:: Given request ::
Transcribe verbatim every line from the line containing "Can you find the woman's face" to the end of the entries, including both endpoints. Output nothing beyond those lines.

-*-*-

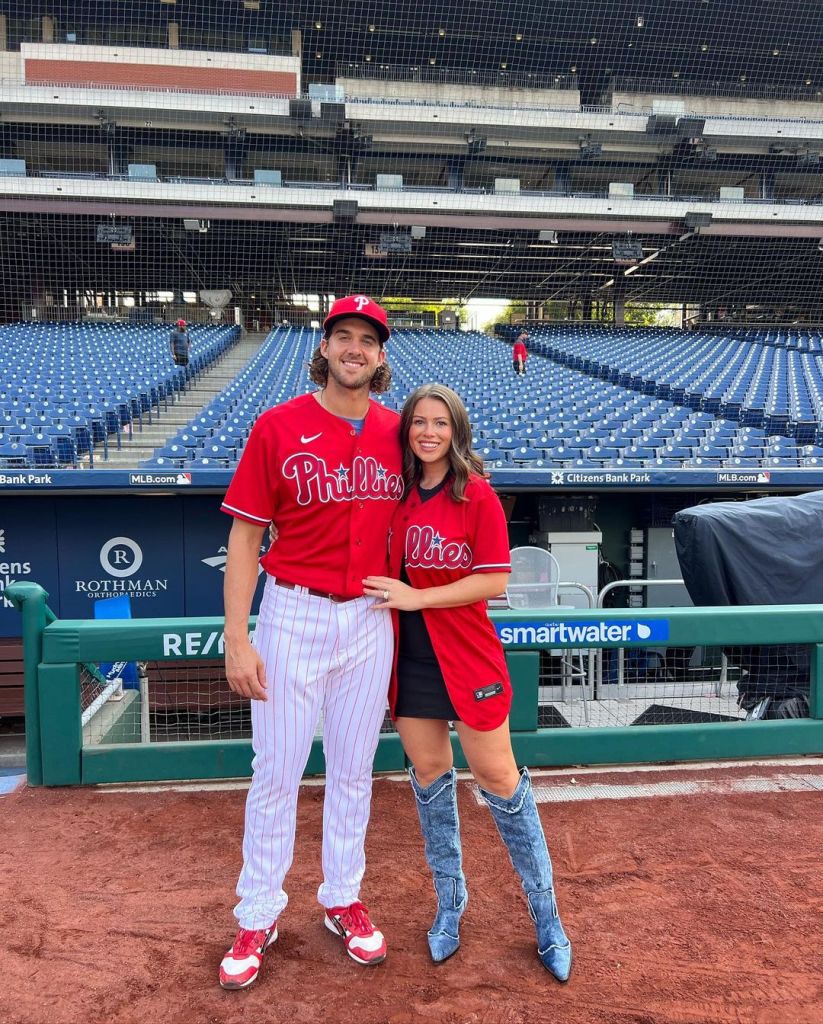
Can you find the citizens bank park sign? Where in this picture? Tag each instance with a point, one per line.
(509, 477)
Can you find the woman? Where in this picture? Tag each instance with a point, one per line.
(448, 553)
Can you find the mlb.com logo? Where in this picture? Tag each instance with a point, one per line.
(583, 632)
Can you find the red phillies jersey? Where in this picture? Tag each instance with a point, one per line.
(443, 541)
(331, 492)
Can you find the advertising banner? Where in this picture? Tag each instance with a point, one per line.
(206, 536)
(123, 546)
(28, 552)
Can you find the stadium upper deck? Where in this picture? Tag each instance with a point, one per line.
(504, 147)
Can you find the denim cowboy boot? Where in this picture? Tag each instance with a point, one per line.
(520, 829)
(437, 808)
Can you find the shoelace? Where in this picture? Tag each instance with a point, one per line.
(355, 919)
(249, 941)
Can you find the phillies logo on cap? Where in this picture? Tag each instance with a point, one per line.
(362, 306)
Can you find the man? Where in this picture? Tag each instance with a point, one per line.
(180, 344)
(327, 467)
(520, 353)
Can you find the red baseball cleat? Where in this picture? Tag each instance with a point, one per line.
(363, 942)
(241, 965)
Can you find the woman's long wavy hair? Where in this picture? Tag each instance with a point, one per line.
(463, 460)
(318, 373)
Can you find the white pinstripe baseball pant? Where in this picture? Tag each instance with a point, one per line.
(319, 656)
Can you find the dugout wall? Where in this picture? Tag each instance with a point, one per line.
(60, 656)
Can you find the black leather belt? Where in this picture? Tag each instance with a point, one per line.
(337, 598)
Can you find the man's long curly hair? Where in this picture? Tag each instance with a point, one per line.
(318, 373)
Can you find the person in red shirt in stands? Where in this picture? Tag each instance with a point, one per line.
(520, 353)
(448, 554)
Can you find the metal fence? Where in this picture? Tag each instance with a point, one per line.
(185, 726)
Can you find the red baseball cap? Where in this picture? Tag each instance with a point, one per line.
(365, 308)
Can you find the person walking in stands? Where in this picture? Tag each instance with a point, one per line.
(180, 344)
(327, 467)
(448, 554)
(520, 354)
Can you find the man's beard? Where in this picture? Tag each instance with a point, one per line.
(355, 384)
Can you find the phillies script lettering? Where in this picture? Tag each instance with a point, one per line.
(365, 478)
(425, 549)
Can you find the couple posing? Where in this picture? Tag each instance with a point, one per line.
(346, 614)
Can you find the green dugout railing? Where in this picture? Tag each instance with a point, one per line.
(55, 650)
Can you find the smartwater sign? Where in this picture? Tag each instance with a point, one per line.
(583, 632)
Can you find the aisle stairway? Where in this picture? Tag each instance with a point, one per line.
(140, 443)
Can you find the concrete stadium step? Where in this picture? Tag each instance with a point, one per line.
(140, 444)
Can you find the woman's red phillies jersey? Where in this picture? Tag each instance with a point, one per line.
(331, 492)
(443, 541)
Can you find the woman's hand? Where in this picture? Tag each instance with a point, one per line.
(393, 594)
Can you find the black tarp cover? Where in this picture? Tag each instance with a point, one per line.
(767, 551)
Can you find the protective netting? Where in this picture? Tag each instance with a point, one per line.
(171, 701)
(190, 700)
(673, 686)
(650, 162)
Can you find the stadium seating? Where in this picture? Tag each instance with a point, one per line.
(66, 387)
(593, 396)
(559, 415)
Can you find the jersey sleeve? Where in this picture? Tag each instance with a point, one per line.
(252, 494)
(489, 532)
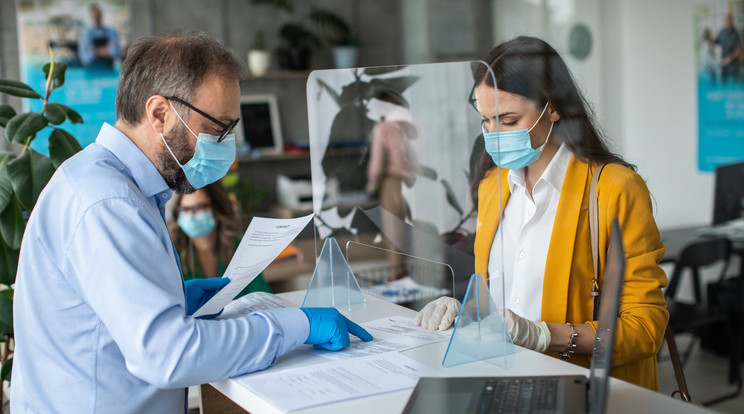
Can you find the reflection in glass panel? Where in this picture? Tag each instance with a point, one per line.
(392, 152)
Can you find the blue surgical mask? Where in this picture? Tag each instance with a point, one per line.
(196, 224)
(211, 159)
(513, 149)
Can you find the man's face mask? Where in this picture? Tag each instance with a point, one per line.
(211, 160)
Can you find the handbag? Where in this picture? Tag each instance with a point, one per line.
(594, 240)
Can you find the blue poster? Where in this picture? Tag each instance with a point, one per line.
(720, 74)
(91, 38)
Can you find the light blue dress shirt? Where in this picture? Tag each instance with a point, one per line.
(99, 309)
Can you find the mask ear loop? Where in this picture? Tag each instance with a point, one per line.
(529, 130)
(187, 127)
(195, 136)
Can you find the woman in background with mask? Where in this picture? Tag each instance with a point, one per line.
(205, 231)
(541, 132)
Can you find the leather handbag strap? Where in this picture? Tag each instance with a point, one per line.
(678, 373)
(594, 239)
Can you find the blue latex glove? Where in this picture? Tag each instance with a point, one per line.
(199, 291)
(330, 330)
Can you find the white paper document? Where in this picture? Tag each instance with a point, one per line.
(300, 388)
(262, 242)
(253, 302)
(394, 333)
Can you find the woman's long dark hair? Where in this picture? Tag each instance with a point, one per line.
(529, 67)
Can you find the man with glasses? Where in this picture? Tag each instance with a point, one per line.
(102, 316)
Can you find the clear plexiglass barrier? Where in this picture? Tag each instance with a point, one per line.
(393, 153)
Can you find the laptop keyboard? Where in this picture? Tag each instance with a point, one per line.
(515, 395)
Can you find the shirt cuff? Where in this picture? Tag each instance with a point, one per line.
(293, 323)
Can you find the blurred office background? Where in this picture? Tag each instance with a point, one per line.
(636, 60)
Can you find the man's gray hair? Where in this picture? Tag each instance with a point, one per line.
(170, 64)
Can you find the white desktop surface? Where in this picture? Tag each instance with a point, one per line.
(624, 397)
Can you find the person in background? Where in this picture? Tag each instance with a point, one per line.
(539, 129)
(728, 38)
(392, 163)
(99, 45)
(205, 232)
(102, 317)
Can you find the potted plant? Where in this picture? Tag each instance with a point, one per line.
(298, 38)
(259, 58)
(22, 177)
(344, 44)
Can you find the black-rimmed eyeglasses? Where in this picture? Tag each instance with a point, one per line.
(226, 128)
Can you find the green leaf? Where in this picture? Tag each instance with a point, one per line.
(8, 266)
(6, 112)
(6, 188)
(6, 316)
(12, 224)
(55, 113)
(7, 369)
(24, 126)
(58, 77)
(71, 114)
(19, 89)
(29, 173)
(62, 146)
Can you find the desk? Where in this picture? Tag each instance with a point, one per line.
(624, 397)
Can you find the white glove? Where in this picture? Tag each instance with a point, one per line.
(438, 314)
(525, 333)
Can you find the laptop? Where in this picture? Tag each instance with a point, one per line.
(549, 394)
(728, 200)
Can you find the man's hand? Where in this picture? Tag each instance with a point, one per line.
(330, 330)
(199, 291)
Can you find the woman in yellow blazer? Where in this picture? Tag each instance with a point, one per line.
(542, 135)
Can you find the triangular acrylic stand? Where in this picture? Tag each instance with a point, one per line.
(480, 332)
(333, 283)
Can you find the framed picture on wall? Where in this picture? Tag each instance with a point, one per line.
(259, 128)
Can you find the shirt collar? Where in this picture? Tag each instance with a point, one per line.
(144, 173)
(553, 174)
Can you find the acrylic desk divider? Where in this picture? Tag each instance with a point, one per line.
(480, 333)
(333, 283)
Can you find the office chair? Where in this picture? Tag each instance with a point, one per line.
(702, 317)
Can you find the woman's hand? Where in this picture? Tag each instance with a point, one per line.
(525, 333)
(438, 314)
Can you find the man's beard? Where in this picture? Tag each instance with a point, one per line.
(172, 172)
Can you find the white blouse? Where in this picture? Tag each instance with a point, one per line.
(526, 229)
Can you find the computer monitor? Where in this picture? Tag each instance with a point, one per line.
(729, 193)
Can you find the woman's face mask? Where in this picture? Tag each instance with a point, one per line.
(513, 149)
(197, 224)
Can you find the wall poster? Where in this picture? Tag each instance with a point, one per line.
(720, 75)
(91, 37)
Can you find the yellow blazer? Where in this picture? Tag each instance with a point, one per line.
(621, 194)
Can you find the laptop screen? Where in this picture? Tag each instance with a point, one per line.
(608, 313)
(729, 193)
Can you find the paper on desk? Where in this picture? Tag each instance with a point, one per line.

-*-*-

:: Completed exercise ::
Can you find the woman's face mask? Where in this picture? Tag each instance with a point, one per line.
(513, 149)
(197, 224)
Can you find the wall poster? Where in this picture? Tag each instance with a point, one per line.
(720, 75)
(91, 37)
Can you find the yellow blazer? Where in this picture? Tag each instance with a point, one per line.
(621, 194)
Can you find the laptop screen? Where in this picture? Tag each instance with a point, one per line.
(608, 313)
(729, 193)
Can you find the paper on desk? Where in this picture? Tag each instance with a point, one per line.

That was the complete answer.